* STUDY TEXT
A poor road network is causing socio-economic difficulties to many rural people in some parts of Taraba State, findings by North East Trust has revealed.
Our correspondent, who recently visited 11 communities in remote parts of Bali and Gassol LGAs, reports that many lives and farm produced have been lost due to bad roads.
The communities visited are Kararuwa, Yelwa, Takalafiya, Mallam Yero, Nanguru, Garko and Borno Kurukuru. Others are Bulawa, Sansani, Wuro Jam, Sandirde, Wuro Bokki, Domayo and Wuriyo.
Most of these areas are only accessible by four-wheel drive vehicles or motorcyles due to the sandy and muddy nature of the roads.
The situation is made worse during the rainy season when the areas are flooded.
“It is very difficult to access our area during the rainy season because there is no good road network,” Habibi Tela, one of the residents, said.
He said often bandits took advantage of the situation to dispossess people of their belongings or kidnap them.
A resident of Nanguru, Mallam Dauda Nuhu, told North East Trust that food and cash crops such as maize, rice, beans, yam, cassava and groundnut were sold at cheaper prices due to lack of access to markets.

* HOW TO COMPLETE THIS TASK
Quote the Taraba State road report word for word, starting with "The situation is" and going on through "or kidnap them.".

(Dataset entries)
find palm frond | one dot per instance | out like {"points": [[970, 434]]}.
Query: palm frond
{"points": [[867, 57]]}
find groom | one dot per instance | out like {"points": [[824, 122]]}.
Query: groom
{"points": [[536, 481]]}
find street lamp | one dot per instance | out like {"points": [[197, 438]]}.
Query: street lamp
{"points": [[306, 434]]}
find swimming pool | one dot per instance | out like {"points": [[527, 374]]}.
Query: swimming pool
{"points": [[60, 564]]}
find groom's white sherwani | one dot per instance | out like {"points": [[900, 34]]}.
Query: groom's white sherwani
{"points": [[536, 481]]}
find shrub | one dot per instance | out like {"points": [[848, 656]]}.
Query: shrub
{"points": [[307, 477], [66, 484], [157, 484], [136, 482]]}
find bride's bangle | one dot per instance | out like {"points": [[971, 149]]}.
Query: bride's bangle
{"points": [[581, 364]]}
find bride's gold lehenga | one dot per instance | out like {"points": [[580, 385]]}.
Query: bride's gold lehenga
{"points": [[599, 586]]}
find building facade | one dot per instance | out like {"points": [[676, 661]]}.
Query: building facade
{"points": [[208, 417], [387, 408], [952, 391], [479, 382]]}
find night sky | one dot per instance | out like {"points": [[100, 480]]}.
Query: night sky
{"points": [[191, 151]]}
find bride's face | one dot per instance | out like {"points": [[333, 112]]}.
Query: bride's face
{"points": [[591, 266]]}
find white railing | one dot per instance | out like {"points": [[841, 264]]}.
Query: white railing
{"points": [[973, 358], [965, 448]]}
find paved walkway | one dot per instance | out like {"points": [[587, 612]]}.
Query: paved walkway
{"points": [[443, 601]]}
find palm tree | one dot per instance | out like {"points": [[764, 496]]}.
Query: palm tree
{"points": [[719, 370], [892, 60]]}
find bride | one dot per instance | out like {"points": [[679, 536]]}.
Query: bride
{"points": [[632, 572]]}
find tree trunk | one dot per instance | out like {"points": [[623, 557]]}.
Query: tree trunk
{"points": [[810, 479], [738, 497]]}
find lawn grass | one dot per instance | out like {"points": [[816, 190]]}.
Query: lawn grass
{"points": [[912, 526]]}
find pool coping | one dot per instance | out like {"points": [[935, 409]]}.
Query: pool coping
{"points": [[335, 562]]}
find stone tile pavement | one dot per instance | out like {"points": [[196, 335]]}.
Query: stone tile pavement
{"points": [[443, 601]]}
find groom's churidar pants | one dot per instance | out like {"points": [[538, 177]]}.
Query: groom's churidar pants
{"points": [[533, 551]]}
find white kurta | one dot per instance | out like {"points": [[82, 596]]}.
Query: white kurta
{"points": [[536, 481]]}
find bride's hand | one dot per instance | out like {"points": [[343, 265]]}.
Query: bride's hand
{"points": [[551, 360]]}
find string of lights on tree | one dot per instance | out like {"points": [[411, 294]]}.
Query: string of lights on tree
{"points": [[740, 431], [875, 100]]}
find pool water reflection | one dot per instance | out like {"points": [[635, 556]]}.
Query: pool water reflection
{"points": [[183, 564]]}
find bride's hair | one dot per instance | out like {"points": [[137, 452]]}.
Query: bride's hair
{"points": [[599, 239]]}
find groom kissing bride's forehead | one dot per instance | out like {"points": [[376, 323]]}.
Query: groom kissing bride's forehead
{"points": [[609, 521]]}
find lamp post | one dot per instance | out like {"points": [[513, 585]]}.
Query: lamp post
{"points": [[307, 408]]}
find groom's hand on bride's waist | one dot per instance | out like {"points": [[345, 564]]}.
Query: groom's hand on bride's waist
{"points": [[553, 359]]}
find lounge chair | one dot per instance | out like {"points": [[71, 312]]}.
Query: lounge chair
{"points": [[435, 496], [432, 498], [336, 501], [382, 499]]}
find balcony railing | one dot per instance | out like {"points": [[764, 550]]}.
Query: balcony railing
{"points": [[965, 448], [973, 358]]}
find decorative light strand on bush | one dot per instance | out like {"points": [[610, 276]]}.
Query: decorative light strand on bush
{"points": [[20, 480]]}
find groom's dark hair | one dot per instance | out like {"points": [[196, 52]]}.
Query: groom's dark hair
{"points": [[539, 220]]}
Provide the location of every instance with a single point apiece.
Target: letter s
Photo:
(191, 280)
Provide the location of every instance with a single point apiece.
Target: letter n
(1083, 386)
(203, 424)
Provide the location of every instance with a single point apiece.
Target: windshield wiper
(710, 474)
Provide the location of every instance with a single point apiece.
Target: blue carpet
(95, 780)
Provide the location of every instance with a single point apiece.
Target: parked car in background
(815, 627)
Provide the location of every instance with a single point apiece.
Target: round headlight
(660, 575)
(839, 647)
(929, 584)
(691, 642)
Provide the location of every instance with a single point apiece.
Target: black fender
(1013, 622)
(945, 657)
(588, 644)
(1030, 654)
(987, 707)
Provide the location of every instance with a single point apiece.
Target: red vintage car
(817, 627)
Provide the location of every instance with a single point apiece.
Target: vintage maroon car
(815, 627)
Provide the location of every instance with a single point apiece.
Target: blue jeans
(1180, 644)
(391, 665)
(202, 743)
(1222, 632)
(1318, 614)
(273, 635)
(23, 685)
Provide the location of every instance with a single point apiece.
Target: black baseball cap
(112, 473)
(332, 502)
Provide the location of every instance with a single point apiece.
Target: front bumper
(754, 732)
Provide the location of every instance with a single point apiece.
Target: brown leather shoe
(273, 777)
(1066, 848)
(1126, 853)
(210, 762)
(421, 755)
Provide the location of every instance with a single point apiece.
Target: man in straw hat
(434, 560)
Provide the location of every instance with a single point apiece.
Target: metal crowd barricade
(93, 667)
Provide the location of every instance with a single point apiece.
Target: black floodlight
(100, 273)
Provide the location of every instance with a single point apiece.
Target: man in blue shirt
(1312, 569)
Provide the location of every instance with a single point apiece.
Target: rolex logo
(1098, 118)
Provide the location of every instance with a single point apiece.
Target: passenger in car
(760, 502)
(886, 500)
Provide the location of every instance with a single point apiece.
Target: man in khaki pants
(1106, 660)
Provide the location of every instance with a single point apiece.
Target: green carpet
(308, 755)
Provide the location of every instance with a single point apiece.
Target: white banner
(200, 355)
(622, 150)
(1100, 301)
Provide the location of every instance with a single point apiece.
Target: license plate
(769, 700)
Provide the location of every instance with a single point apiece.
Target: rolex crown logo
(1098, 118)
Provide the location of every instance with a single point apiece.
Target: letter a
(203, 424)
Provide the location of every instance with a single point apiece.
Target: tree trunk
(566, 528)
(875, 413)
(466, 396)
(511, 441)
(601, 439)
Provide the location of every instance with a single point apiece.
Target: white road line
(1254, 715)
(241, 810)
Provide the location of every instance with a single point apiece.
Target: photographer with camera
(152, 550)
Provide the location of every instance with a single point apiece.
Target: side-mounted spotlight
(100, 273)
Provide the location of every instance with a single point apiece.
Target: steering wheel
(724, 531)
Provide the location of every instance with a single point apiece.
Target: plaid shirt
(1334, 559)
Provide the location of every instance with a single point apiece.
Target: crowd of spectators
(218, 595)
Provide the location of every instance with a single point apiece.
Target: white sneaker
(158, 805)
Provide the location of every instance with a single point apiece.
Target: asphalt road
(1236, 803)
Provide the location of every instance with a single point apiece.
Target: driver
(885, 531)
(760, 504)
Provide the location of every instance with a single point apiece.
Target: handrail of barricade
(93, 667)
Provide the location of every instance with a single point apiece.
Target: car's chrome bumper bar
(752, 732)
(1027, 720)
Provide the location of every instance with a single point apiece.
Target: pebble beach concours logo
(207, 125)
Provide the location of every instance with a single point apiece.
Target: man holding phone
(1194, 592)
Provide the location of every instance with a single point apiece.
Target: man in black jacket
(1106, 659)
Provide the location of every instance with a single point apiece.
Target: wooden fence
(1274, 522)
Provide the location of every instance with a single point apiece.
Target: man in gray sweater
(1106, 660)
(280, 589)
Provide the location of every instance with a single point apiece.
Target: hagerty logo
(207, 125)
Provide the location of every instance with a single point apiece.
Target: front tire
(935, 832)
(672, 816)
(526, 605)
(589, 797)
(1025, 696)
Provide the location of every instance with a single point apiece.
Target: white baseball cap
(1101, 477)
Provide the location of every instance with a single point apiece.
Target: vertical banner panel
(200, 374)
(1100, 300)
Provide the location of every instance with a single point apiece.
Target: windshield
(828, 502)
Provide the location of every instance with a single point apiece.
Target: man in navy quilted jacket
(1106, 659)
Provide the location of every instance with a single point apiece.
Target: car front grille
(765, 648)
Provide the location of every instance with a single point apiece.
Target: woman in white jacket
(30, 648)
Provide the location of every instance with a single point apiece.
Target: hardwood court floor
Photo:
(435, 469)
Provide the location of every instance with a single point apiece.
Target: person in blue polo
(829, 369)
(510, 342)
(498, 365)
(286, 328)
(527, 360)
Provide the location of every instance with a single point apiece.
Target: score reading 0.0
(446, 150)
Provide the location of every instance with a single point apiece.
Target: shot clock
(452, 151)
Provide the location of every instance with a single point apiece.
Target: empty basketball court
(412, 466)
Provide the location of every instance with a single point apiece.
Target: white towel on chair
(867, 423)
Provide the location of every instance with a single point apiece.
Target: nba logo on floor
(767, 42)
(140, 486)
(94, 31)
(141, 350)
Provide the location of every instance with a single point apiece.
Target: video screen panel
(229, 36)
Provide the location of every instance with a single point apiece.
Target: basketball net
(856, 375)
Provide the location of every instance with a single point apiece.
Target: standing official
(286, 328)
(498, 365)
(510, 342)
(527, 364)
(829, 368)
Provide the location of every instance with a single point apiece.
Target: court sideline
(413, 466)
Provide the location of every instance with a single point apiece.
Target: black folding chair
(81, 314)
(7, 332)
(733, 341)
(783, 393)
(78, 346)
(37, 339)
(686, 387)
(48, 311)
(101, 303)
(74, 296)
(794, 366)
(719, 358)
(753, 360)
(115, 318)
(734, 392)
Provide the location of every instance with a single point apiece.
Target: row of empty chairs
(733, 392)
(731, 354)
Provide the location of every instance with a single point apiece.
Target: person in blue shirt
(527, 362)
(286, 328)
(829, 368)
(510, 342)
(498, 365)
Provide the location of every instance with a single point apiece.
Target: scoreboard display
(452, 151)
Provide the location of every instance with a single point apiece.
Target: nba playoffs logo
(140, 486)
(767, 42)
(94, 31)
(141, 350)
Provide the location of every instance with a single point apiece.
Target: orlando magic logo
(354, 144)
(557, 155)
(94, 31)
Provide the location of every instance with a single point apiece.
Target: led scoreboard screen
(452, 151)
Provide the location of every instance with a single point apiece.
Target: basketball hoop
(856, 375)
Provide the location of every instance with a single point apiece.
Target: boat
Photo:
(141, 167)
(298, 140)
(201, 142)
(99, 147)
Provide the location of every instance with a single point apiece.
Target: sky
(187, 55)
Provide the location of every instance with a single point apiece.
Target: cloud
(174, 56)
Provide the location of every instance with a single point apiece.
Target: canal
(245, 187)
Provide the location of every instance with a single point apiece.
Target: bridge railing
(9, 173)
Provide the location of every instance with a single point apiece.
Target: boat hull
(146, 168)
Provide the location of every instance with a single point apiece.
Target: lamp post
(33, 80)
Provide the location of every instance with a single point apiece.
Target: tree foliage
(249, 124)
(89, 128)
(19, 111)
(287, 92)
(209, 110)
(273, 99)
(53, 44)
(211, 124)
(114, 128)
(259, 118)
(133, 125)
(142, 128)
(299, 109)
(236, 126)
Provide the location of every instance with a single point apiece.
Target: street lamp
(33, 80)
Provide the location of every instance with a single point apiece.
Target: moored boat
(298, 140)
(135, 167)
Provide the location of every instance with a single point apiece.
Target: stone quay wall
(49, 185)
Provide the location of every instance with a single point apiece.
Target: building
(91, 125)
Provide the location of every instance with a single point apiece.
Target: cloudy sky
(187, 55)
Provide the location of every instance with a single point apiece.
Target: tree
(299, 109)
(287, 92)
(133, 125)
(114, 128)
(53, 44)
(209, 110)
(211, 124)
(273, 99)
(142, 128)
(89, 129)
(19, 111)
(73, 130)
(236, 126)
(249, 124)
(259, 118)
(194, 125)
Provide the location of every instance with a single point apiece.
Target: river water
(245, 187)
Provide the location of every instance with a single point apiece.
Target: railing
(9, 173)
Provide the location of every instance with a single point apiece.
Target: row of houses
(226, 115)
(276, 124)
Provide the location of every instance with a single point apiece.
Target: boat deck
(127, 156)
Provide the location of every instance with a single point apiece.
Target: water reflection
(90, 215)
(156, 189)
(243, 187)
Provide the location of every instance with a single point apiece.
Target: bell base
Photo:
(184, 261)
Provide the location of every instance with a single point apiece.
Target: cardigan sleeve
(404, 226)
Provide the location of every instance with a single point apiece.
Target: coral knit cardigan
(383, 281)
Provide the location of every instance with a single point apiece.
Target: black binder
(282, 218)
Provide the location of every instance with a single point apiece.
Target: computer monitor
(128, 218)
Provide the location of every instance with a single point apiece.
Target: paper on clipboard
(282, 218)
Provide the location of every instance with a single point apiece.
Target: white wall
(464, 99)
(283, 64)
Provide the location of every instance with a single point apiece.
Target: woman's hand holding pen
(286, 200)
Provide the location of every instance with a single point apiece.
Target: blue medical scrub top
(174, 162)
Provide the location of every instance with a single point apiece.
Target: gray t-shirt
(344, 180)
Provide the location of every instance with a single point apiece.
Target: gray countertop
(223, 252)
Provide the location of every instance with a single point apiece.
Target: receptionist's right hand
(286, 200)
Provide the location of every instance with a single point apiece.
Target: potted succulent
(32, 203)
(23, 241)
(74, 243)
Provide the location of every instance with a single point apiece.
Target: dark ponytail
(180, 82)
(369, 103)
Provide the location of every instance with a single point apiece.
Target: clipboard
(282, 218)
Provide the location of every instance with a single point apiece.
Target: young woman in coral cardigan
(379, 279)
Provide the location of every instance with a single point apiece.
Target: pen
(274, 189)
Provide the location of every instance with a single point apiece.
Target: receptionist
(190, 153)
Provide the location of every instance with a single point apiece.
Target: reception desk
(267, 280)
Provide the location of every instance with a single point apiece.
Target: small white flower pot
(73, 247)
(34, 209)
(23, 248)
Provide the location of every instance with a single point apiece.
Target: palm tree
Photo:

* ANSWER TO THIS TASK
The situation is made worse during the rainy season when the areas are flooded.
“It is very difficult to access our area during the rainy season because there is no good road network,” Habibi Tela, one of the residents, said.
He said often bandits took advantage of the situation to dispossess people of their belongings or kidnap them.